- Alpha-aminoadipic and alpha-ketoadipic aciduria is an autosomal recessive disorder.
- Specialty: Endocrinology
- Causes: Mutations in DHTKD1

= Alpha-aminoadipic and alpha-ketoadipic aciduria =

Alpha-aminoadipic and alpha-ketoadipic aciduria or 2-Aminoadipic-2-oxoadipic aciduria (AMOXAD) is a rare autosomal recessive metabolic disorder characterized by an increased urinary excretion of alpha-ketoadipic acid and alpha-aminoadipic acid. It is caused by mutations in DHTKD1, which encodes the E1 subunit of the oxoglutarate dehydrogenase complex (alpha-ketoglutarate dehydrogenase complex).

It is caused by defects in the degradation of the amino acids lysine and tryptophan. It is classified as an organic aciduria. The condition leads to the accumulation of these metabolites in blood and urine.
════
Instructions for the task
List every name the text above uses for the rare metabolic disorder it describes, including any abbreviation.

Material provided
════
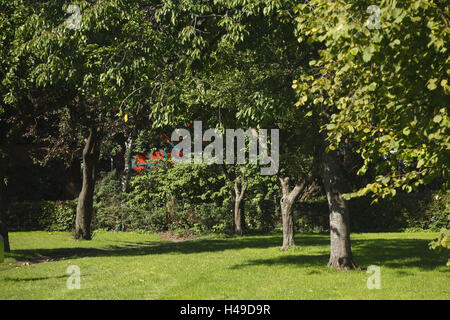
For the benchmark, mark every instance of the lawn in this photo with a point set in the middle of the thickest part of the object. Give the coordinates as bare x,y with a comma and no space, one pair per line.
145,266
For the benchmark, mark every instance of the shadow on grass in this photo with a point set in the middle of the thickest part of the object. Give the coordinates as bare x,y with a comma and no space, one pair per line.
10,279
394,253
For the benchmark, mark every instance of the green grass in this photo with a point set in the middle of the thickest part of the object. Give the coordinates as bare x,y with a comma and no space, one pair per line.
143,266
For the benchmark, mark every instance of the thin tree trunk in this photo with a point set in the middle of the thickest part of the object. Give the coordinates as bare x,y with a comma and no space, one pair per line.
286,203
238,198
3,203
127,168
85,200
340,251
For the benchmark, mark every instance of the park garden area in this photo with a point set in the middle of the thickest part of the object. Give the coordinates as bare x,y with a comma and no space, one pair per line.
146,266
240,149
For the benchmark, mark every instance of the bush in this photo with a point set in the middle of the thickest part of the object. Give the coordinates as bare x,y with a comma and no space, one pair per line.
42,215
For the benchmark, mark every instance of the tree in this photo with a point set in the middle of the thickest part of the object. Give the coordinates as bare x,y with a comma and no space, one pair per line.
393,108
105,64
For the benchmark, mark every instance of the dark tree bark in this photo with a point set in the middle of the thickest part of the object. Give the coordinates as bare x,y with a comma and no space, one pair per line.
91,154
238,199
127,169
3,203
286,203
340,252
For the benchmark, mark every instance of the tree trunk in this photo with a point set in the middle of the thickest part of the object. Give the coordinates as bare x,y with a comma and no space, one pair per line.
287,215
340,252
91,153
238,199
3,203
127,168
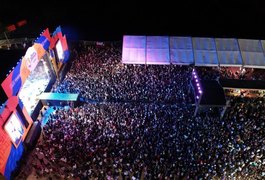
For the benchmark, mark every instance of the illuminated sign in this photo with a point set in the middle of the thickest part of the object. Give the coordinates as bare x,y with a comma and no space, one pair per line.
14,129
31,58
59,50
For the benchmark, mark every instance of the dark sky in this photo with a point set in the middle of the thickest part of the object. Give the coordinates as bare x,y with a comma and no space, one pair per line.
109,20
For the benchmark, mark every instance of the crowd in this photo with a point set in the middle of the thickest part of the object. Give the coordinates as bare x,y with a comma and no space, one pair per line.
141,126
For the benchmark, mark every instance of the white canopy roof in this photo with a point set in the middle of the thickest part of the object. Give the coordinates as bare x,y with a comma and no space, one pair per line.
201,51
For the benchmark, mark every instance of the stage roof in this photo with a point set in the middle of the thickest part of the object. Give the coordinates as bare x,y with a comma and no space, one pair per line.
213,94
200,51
════
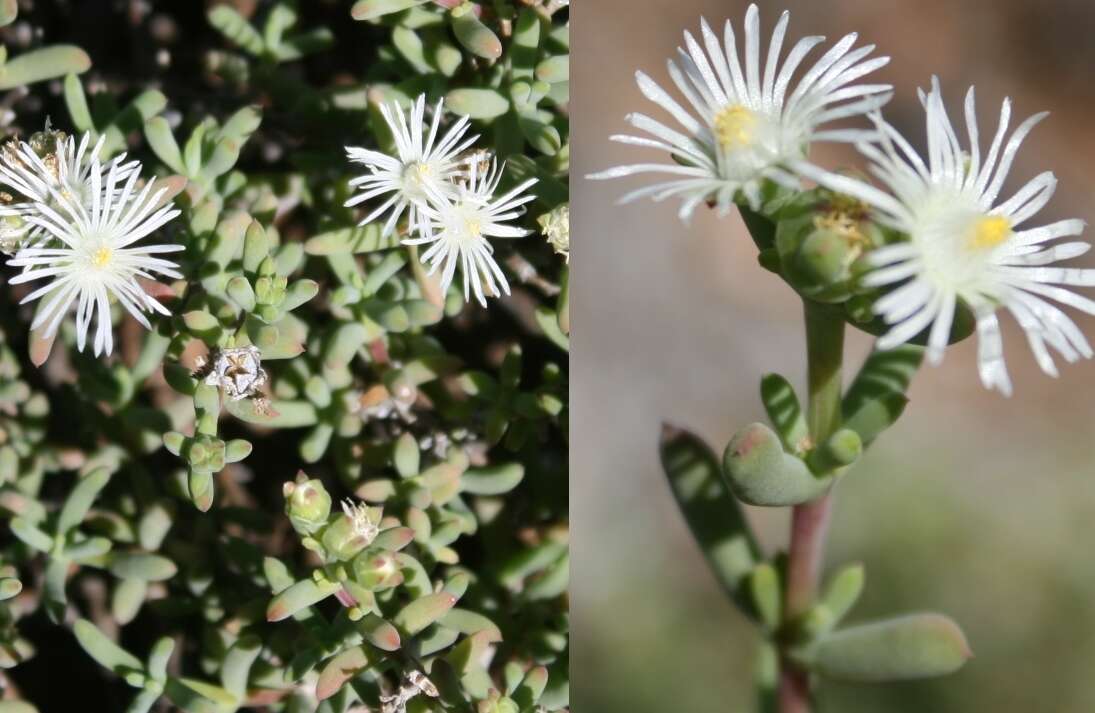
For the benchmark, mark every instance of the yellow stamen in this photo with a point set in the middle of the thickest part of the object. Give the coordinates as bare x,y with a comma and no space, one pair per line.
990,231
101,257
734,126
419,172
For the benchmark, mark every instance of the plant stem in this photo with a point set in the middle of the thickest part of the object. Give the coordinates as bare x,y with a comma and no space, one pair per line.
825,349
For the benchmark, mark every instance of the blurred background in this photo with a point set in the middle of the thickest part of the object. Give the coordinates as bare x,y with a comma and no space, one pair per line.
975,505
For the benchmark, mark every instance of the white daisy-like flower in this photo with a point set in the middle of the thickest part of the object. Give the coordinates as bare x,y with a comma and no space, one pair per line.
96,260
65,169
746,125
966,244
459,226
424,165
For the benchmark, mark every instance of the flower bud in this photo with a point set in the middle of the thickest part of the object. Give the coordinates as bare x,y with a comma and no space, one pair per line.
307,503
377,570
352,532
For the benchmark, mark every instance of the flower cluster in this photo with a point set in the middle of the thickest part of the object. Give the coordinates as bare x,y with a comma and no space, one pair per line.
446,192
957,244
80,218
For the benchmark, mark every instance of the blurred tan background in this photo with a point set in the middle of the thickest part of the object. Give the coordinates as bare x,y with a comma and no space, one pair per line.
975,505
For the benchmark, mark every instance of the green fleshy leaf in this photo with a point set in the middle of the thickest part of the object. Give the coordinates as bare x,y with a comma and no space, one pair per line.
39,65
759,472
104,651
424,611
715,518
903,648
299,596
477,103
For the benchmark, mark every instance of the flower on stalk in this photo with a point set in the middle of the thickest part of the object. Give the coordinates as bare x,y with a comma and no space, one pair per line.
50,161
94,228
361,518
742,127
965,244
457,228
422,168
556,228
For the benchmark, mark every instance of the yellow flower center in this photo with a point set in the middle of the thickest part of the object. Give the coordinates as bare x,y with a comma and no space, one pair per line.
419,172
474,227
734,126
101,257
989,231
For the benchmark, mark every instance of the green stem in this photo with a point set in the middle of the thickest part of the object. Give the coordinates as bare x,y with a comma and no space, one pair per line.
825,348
════
Response
- Alpha-aminoadipic and alpha-ketoadipic aciduria
- 2-Aminoadipic-2-oxoadipic aciduria
- AMOXAD